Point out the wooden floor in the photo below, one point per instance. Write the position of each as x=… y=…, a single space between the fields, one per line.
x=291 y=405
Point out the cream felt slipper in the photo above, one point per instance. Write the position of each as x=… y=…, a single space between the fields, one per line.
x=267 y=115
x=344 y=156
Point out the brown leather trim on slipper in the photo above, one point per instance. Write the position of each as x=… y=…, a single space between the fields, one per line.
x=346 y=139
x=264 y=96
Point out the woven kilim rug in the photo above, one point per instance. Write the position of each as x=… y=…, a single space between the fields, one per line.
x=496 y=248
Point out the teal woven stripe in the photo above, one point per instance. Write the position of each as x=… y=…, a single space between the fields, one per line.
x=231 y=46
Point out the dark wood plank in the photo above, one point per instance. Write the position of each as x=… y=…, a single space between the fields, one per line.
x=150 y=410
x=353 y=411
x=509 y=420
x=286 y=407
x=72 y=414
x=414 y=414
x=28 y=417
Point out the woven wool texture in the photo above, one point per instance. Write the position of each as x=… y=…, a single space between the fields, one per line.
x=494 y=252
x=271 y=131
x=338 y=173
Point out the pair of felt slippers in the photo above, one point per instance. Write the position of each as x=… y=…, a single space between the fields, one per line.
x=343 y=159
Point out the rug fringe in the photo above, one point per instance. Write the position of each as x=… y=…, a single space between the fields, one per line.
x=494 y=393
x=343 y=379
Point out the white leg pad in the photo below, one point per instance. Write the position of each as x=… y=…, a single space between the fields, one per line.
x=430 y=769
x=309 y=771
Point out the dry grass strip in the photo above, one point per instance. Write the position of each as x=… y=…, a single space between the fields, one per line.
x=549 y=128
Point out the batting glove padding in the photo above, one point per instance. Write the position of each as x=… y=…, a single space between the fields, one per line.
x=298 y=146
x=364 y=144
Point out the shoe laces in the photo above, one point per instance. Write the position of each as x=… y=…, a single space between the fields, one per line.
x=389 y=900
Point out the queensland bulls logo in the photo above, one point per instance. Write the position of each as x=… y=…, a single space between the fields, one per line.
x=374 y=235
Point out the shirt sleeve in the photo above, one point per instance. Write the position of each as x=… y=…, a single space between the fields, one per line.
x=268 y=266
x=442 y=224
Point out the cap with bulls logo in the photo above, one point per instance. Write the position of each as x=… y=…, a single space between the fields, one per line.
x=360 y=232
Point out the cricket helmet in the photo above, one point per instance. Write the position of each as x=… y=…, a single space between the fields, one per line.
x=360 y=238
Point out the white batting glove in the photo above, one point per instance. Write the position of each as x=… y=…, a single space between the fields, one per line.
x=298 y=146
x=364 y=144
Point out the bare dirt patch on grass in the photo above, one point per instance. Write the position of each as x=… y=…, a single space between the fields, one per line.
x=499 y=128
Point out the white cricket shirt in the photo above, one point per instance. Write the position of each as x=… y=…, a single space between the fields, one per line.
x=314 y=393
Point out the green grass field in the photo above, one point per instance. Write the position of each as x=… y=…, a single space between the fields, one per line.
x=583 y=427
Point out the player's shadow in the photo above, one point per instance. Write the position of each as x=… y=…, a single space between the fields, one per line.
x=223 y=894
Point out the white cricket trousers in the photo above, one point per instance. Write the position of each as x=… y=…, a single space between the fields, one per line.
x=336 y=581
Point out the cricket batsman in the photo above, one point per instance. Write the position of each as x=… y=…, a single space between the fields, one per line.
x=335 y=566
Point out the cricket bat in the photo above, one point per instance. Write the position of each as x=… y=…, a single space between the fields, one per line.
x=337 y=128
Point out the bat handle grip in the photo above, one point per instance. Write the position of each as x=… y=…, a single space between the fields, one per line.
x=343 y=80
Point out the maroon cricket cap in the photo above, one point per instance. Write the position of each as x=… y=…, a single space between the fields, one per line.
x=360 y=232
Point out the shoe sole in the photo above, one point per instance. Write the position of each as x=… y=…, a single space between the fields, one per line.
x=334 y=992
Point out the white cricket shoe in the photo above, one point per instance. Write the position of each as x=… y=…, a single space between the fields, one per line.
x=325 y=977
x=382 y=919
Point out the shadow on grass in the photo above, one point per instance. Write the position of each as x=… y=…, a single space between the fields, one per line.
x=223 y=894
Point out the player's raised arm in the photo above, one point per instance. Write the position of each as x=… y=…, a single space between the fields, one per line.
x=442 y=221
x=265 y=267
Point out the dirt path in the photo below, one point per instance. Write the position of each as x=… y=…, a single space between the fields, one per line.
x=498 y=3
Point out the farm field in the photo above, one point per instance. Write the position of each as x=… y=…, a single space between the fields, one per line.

AIM: Please convert all the material above into a Markdown table with the columns "Row" and "Line". Give each non-blank line its own numbered row and skip blank lines.

SOLUTION TO THIS EXERCISE:
| Row | Line |
|---|---|
| 1 | Point out the wooden floor in the photo below, one point per instance. Write the position of each as x=… y=…, a single space between the fields, one per line. |
| 2 | x=291 y=405 |
| 3 | Point out the cream felt slipper in the photo above, one point per instance. Write the position of each as x=… y=…, a single space between the fields, one per line. |
| 4 | x=267 y=115 |
| 5 | x=344 y=156 |
| 6 | Point out the brown leather trim on slipper in the photo above, one point per instance. Write the position of each as x=… y=…, a single space between the fields, one per line. |
| 7 | x=346 y=139 |
| 8 | x=264 y=96 |
| 9 | Point out the woven kilim rug in the photo above, one point per instance. Write the position of each as x=… y=…, a single space between the fields, one per line. |
| 10 | x=496 y=248 |
| 11 | Point out the teal woven stripe in the photo above, one point per instance. Write the position of each as x=… y=…, a single space between the fields, one per line. |
| 12 | x=231 y=46 |
| 13 | Point out the dark wood plank in the photo above, one point per instance. Write the position of each as x=… y=…, a single space between the fields, one per line. |
| 14 | x=150 y=410 |
| 15 | x=353 y=411 |
| 16 | x=509 y=420 |
| 17 | x=286 y=407 |
| 18 | x=72 y=414 |
| 19 | x=414 y=414 |
| 20 | x=28 y=417 |
| 21 | Point out the woven wool texture in the photo above, one point per instance. Write the position of each as x=… y=…, a single space between the fields, one per line. |
| 22 | x=494 y=252 |
| 23 | x=271 y=131 |
| 24 | x=338 y=173 |
| 25 | Point out the pair of felt slippers in the photo above, one point per instance. Write the position of each as x=… y=…, a single space between the fields, one per line. |
| 26 | x=343 y=159 |
| 27 | Point out the rug fringe in the photo above, one point per instance. Write the position of each as x=… y=…, a single space between the fields, one per line. |
| 28 | x=494 y=393 |
| 29 | x=343 y=379 |
| 30 | Point out the white leg pad in the photo below, one point per instance. Write the position of each as x=… y=…, a single space between the fields, one per line. |
| 31 | x=430 y=769 |
| 32 | x=309 y=771 |
| 33 | Point out the dry grass strip in the photo above, one point per instance. Write the position of each as x=… y=…, a single space between the fields, one per line. |
| 34 | x=549 y=128 |
| 35 | Point out the batting glove padding in the photo above, one point per instance. Write the position of each as x=… y=…, a single space between the fields, one per line. |
| 36 | x=298 y=146 |
| 37 | x=364 y=144 |
| 38 | Point out the shoe laces in the photo above, one point per instance. Write the position of each as x=… y=…, a single space between the fields, one per line. |
| 39 | x=389 y=900 |
| 40 | Point out the queensland bulls logo in the photo above, one point per instance. Write the position of each as x=… y=…, a single space between the fields, one per line. |
| 41 | x=374 y=235 |
| 42 | Point out the shirt sleeve in the photo above, one point per instance. Write the position of each as x=… y=…, a single space between the fields, one per line. |
| 43 | x=268 y=266 |
| 44 | x=442 y=224 |
| 45 | Point out the cap with bulls logo in the photo above, one point per instance. Write the position of each as x=… y=…, a single space between the fields, one per line. |
| 46 | x=360 y=232 |
| 47 | Point out the cricket helmet in the photo above, one point per instance. Write the position of each as x=… y=…, a single space between the fields, one per line. |
| 48 | x=360 y=238 |
| 49 | Point out the white batting glove in the photo above, one point per instance. Write the position of each as x=… y=…, a single space between the fields, one per line. |
| 50 | x=298 y=146 |
| 51 | x=364 y=144 |
| 52 | Point out the bare dirt patch on grass in the photo above, one point per instance. Write the position of each as x=… y=…, a single space between the fields, one per line. |
| 53 | x=499 y=128 |
| 54 | Point out the white cricket shirt in the photo above, one point per instance. Write the position of each as x=… y=…, a single space between the fields, one per line. |
| 55 | x=314 y=393 |
| 56 | Point out the green grass field in the photo above, one point per instance. Write the position of each as x=… y=…, a single space between the fields, one per line. |
| 57 | x=583 y=427 |
| 58 | Point out the player's shadow in the photo above, one point per instance. Write the position of each as x=… y=…, a single space between the fields, one per line. |
| 59 | x=223 y=894 |
| 60 | Point out the white cricket trousers in the photo above, one point per instance. Write the position of each as x=… y=…, a single space between the fields, one per line. |
| 61 | x=336 y=581 |
| 62 | Point out the cricket batsman in the photo above, one point per instance. Write the position of each as x=… y=…, a single space between the fields, one per line. |
| 63 | x=335 y=566 |
| 64 | Point out the cricket bat in the photo above, one point per instance. Write the position of each as x=… y=…, a single space between the fields, one per line. |
| 65 | x=337 y=128 |
| 66 | Point out the bat handle grip in the photo above, one point per instance. Write the position of each as x=… y=…, a single space between the fields, one per line. |
| 67 | x=343 y=80 |
| 68 | Point out the maroon cricket cap in the photo above, one point per instance. Write the position of each as x=… y=…, a single space between the fields, one per line. |
| 69 | x=360 y=232 |
| 70 | Point out the shoe sole in the photo above, one point per instance. Write the position of each as x=… y=…, a single space between the fields, one per line. |
| 71 | x=334 y=992 |
| 72 | Point out the white cricket shoe in the photo above, one point per instance. Write the position of each as x=… y=…, a single space between the fields, one per line. |
| 73 | x=325 y=977 |
| 74 | x=382 y=919 |
| 75 | Point out the shadow on grass in the photo above, one point per instance. Write the position of each as x=… y=…, a single space between the fields, one per line. |
| 76 | x=223 y=894 |
| 77 | Point out the player's raised arm in the photo above, one point per instance. Write the position of each as x=… y=…, a single space between the fields, one per line. |
| 78 | x=442 y=221 |
| 79 | x=265 y=267 |
| 80 | Point out the dirt path in the photo below, one point per instance. Write the position of each as x=… y=…, a single space between the fields, one per line. |
| 81 | x=498 y=3 |
| 82 | Point out the farm field in the photo above, one point per instance. Write the position of each as x=… y=…, a single space between the fields, one per line. |